-------- Page

Expectations and requirements for subsea-well emergency response preparedness were stepped up as a result of the Macondo blowout and oil spill that began 20 April 2010 in the US Gulf of Mexico. A key change is the requirement to have subsea capping stacks ready to be deployed that are capable of handling the specific blowout scenarios projected for each GOM well, no matter how challenging.
It is very important to distinguish between a subsea blowout preventer (BOP) and a subsea capping stack. The name of each piece of equipment gives some useful clues. As the names implies, a BOP is a safety device meant to prevent a blowout from occurring—that is, to prevent an uncontrolled flow of liquids and gases from reaching the surface. The BOP is always present when drilling, and any time the drilling team suspects fluids and/or gases could be released from the wellbore in an uncontrolled manner, they can activate the BOP to prevent such an outcome.

----------------

**Brief 1**
Answer these questions from the subsea well text:
(a) On what date did the Macondo blowout begin?
(b) What must subsea capping stacks be capable of handling?
(c) During what activity is the BOP always present?
**Brief 2**
Print part of the subsea well text exactly as it stands, starting with "It is very important" and going on through "such an outcome.".
**Brief 3**
List every abbreviation written in capital letters that appears in the subsea well text.
The listing that comes next is separate material and is not part of the subsea well text.

-------- Extracted entries

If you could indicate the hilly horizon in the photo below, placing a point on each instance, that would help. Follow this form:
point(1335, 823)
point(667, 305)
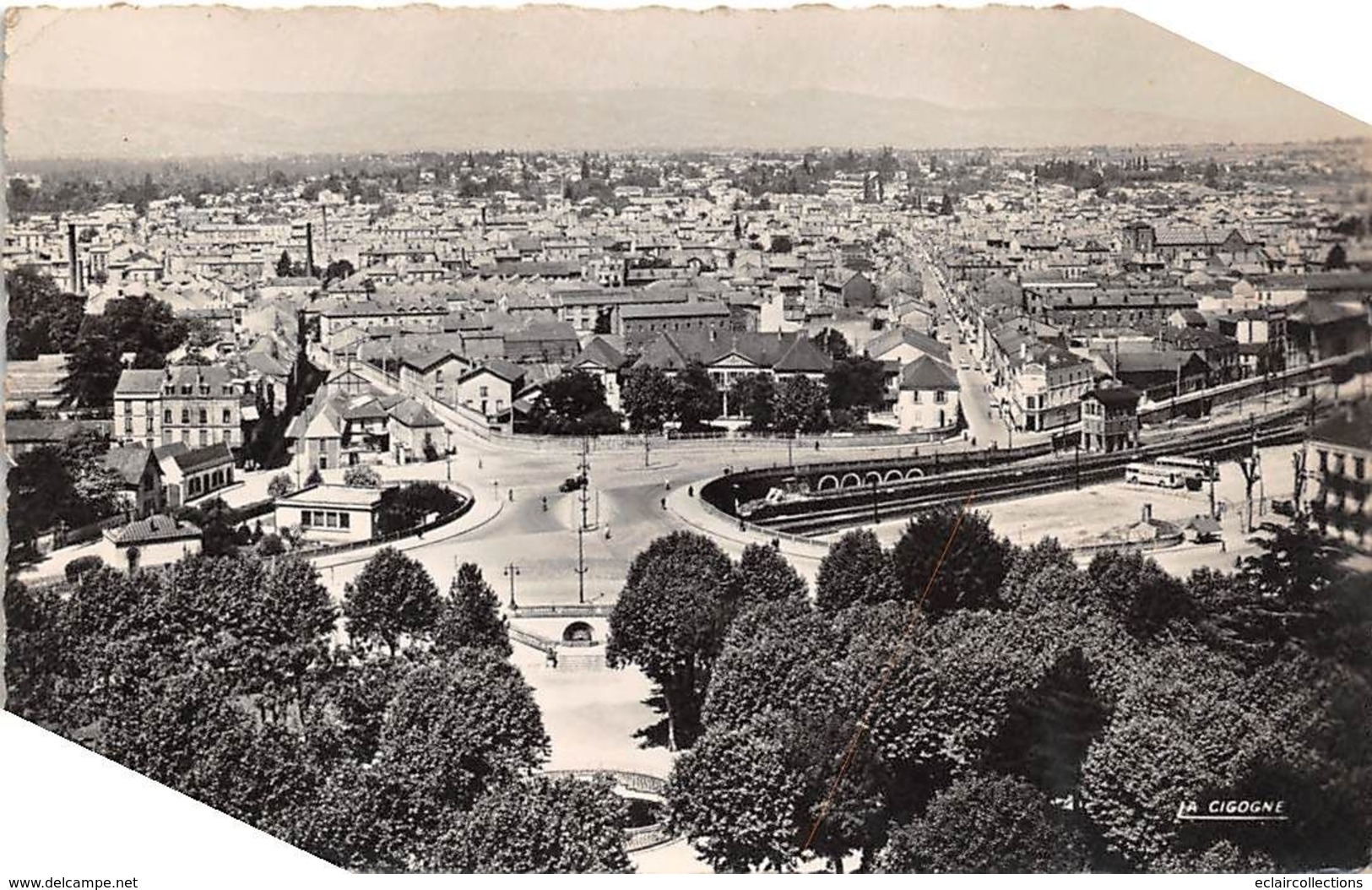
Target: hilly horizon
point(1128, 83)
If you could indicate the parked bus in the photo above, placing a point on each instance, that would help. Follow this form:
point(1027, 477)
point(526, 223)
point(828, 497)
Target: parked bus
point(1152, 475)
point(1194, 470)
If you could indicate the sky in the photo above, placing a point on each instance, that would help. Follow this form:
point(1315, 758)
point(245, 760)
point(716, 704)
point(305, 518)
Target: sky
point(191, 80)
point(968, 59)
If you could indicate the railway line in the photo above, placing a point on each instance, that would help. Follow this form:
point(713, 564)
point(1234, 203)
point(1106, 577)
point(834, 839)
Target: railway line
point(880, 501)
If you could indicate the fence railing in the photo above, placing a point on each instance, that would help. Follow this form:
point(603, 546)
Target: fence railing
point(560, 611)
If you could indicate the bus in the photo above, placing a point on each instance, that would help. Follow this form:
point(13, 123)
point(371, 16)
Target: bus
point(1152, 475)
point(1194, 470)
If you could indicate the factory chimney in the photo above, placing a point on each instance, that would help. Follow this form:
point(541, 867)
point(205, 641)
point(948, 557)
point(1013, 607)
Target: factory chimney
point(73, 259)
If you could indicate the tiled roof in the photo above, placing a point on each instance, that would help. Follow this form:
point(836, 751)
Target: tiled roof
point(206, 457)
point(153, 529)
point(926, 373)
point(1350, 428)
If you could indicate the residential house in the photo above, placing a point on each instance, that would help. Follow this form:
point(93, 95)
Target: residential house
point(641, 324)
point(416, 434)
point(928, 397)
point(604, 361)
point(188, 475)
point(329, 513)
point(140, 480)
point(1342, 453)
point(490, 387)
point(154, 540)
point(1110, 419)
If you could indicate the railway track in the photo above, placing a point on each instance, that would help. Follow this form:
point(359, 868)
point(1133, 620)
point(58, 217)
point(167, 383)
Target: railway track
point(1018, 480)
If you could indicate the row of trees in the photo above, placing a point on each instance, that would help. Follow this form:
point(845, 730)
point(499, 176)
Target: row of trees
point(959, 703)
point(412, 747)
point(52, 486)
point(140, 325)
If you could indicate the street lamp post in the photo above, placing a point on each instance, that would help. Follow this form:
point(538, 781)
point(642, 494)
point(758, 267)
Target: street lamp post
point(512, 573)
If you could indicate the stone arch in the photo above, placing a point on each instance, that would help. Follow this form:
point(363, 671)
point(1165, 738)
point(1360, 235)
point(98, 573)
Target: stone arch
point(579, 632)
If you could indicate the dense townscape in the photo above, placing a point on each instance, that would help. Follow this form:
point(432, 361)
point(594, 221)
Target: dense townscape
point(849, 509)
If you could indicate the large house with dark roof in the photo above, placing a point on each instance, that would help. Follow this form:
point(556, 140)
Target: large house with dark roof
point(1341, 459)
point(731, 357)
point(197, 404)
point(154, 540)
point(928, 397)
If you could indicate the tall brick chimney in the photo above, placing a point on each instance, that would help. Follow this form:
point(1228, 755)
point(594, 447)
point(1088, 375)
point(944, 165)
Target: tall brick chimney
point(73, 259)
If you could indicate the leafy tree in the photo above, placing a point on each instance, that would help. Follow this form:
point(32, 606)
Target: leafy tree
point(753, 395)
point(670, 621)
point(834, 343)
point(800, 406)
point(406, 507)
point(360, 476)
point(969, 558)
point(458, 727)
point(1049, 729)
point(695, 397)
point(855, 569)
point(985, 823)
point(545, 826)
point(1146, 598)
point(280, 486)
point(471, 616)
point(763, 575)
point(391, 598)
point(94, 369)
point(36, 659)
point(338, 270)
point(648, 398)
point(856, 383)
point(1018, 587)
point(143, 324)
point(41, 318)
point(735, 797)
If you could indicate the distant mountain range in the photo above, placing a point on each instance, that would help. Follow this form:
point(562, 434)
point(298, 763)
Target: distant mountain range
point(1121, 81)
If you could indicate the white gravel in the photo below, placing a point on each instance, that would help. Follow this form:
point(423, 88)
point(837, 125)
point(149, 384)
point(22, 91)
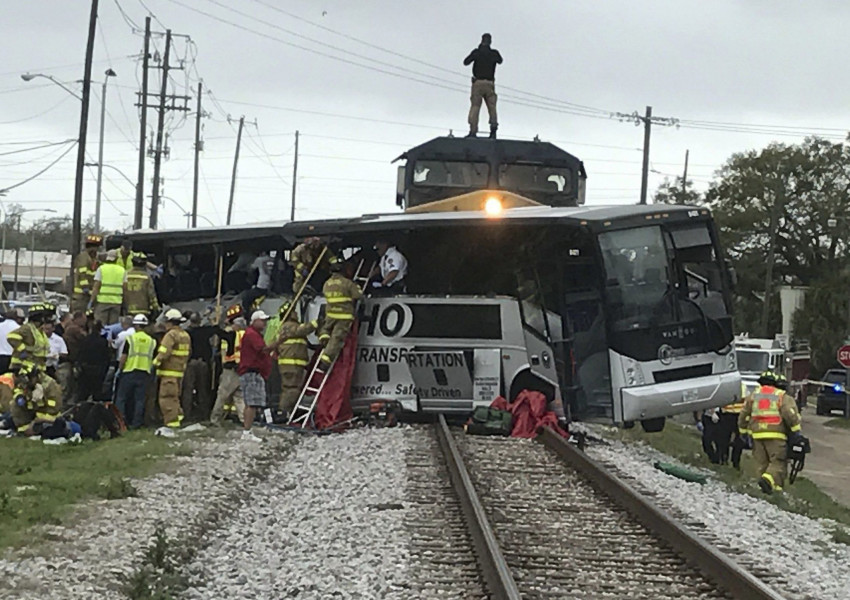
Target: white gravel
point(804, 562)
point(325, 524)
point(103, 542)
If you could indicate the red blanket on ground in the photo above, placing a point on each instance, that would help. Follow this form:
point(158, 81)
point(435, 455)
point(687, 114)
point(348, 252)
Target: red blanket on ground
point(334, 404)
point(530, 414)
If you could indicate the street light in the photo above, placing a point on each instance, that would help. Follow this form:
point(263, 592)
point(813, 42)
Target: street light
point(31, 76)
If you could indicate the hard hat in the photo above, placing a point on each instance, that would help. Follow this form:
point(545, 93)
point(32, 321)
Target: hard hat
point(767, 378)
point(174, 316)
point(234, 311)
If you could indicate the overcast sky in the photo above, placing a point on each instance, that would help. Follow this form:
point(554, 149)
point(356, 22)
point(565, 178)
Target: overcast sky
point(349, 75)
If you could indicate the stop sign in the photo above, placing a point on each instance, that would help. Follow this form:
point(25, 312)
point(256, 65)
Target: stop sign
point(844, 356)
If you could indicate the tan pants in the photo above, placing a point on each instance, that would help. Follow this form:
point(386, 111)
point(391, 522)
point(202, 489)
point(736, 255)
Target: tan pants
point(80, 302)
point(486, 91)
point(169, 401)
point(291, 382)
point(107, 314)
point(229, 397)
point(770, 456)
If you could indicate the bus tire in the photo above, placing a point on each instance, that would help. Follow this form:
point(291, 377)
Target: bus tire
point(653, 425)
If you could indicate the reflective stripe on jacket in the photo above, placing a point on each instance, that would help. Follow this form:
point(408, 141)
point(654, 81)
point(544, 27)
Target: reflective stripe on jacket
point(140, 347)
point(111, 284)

----------------

**Task solution 1**
(a) 20 April 2010
(b) The specific blowout scenarios projected for each GOM well, no matter how challenging
(c) Drilling

**Task solution 2**
It is very important to distinguish between a subsea blowout preventer (BOP) and a subsea capping stack. The name of each piece of equipment gives some useful clues. As the names implies, a BOP is a safety device meant to prevent a blowout from occurring—that is, to prevent an uncontrolled flow of liquids and gases from reaching the surface. The BOP is always present when drilling, and any time the drilling team suspects fluids and/or gases could be released from the wellbore in an uncontrolled manner, they can activate the BOP to prevent such an outcome.

**Task solution 3**
US, GOM, BOP